Dear friend, you are faithful in what you are doing for the brothers, even though they are strangers to you. ..We ought therefore to show hospitality to such men so that we may work together for the truth” – 3 John 1:5,8
Fifteen years ago I began to focus in my writings on an alternative model for third world economic development. This continued after my first visit to Singapore where I further understood the Rt. Excellent Errol Walton Barrow’s concept “Barbados – the Singapore of the Caribbean”. Since then many Caribbean countries have adopted Singapore’s success as their international benchmark.
Almost 10 years ago I had an opportunity to work as a consultant with the Caribbean Development Bank and developed the Caribbean Business Enterprise Initiative which was an innovative strategy to create “sunrise” industries to replace the fading “sunset” industries, like commodity sugar and bananas. The Caribbean Business Enterprise Trust Inc. (CBET) was established as a private sector managed entity outside of the CDB to implement the CBEI concepts. CBET has evolved over the last six and a half years into the CBET Shepherding model which integrates the idea, business systems and money in an amalgam which, if shepherded, will lead to sustainable business success.
In 2007 I had the privilege of working with the Indigenous Services division of Invest Barbados which has provided further insight into the constraints that inhibit entrepreneurship development in the Caribbean and has shed light on the possible solutions that may be developed. It was this latest association that exposed me to the creative industries to the extent that my vocabulary now includes phrases such as “unleashing creative and humanitarian energy” and “penetrating social space”.
One of the professional relationships that has developed is with Annalee Davis, a multidimensional Barbadian contemporary artist who is renowned worldwide. Her company’s Mission is “To be a Leading Cultural Producer and Exporter of Diverse Contemporary Art, Craft and Film to Multi-dimensional Markets in the World”.
She produces films, contemporary art and home furnishings. One of her recent projects is a 32 minute documentary film entitled “On the Map”. The film is an intervention into the Caribbean region’s current integration initiative and examines the very much debated topic of migration and the accompanying complex issues.

■ WHAT YOU WILL DO
**a)** According to the passage on Caribbean enterprise development, what was the Caribbean Business Enterprise Initiative meant to achieve?
**b)** Carry on the passage on Caribbean enterprise development, starting after its final sentence about the film "On the Map."

■ LISTED RECORDS

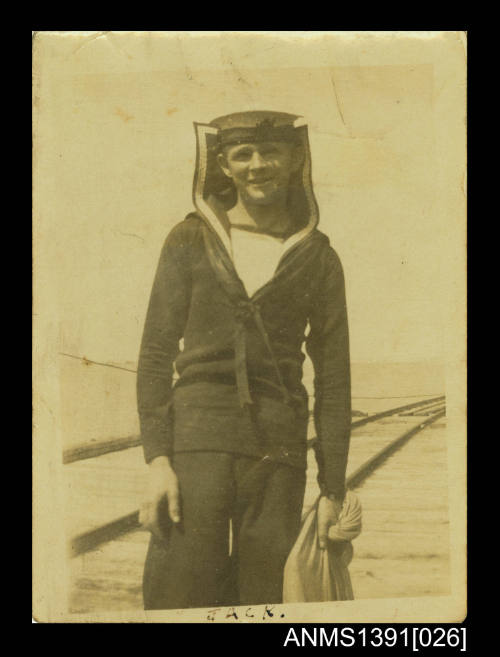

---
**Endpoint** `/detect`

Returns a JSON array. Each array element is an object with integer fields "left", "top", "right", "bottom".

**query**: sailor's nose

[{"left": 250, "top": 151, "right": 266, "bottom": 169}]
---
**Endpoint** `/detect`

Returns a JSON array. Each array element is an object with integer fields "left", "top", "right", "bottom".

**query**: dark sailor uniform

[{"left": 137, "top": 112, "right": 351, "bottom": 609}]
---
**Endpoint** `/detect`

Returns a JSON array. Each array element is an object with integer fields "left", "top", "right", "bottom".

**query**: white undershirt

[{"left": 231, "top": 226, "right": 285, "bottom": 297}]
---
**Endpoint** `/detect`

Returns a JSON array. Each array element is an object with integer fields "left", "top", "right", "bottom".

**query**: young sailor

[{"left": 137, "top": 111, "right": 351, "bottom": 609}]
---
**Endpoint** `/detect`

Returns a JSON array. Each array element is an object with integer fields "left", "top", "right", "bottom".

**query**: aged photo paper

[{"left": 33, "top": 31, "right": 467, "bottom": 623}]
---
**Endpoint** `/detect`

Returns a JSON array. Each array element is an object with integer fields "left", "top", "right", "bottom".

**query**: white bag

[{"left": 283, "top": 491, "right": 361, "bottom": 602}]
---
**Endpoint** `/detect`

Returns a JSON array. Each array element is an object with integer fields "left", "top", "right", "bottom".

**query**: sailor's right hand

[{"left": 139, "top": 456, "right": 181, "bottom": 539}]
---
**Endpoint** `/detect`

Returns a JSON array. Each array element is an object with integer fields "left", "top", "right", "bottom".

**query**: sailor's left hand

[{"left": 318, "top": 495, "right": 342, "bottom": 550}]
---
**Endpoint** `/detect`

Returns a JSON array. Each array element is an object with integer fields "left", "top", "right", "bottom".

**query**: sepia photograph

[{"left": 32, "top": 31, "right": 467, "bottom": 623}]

■ ANSWER LIST
**a)** The Caribbean Business Enterprise Initiative was an innovative strategy to create "sunrise" industries. These would replace the fading "sunset" industries, such as commodity sugar and bananas.

**b)**
This film is fantastic. It is filmed primarily in Trinidad, Guyana and Barbados, beautifully choreographed, displays a touch of literary class and excellently portrays the rich amalgam of mainly imported Caribbean cultures. It recognises the current CSM(E) “freedom of movement” thrust and interposes the lack of “freedom of movement” contrast in dramatic fashion. One striking observation in the film is that in our colonial past “freedom of movement” between the countries in the Caribbean was absolute. Where we fought to release the shackles of colonialism, we succeeded. In the new dispensation, we are now constrained by draconian immigration and customs laws inspired by a myopic and selfish focus. The constitutional evolution that is CSM(E) now requires us to dismantle these laws so that we can enjoy the freedom of movement status we had during colonialism. Where there is no vision, the people perish.
The film “On The Map” should be required viewing for every Caribbean citizen or resident; the message induces a bottom up approach to the immigration issue and introduces more stability into the system of change. CSM(E) has many elements of a top down approach which is fine and dandy if the populace is ready for it. In my opinion, widespread and repeated viewing of “On The Map” and possible film sequels would lay a sound foundation on which freedom of movement can be restored. Then we would have come full circle.
In the meantime agreements will continue to be made at Heads of Government level but alas they may not be honoured, at the national level, if another decision is more politically expedient at the time. The Single Market concept has developed over the years but there are some mindsets among those with immigration and customs responsibilities which have stymied its full implementation.
The Single Economy? Well let us wait and see who will wave the magic wand. In my opinion, the Single Economy cannot be successfully implemented until there is a supra-national body in place. Examples of this are the Commission, in the case of the European Union and the Federal Government, in the case of the USA. Which Caribbean Government is going to give up part of its sovereignty to a supra-national body? I think none, hence my subdued rational expectation of the future of the Single Economy.
In the meantime, the Single Market movement should foster as much trade as we can between Caribbean countries, particularly in agriculture (the genesis of our food supply) where the extra-regional food import bill is so horrendous and likely to rise because of the impact of the price of oil on the transportation system.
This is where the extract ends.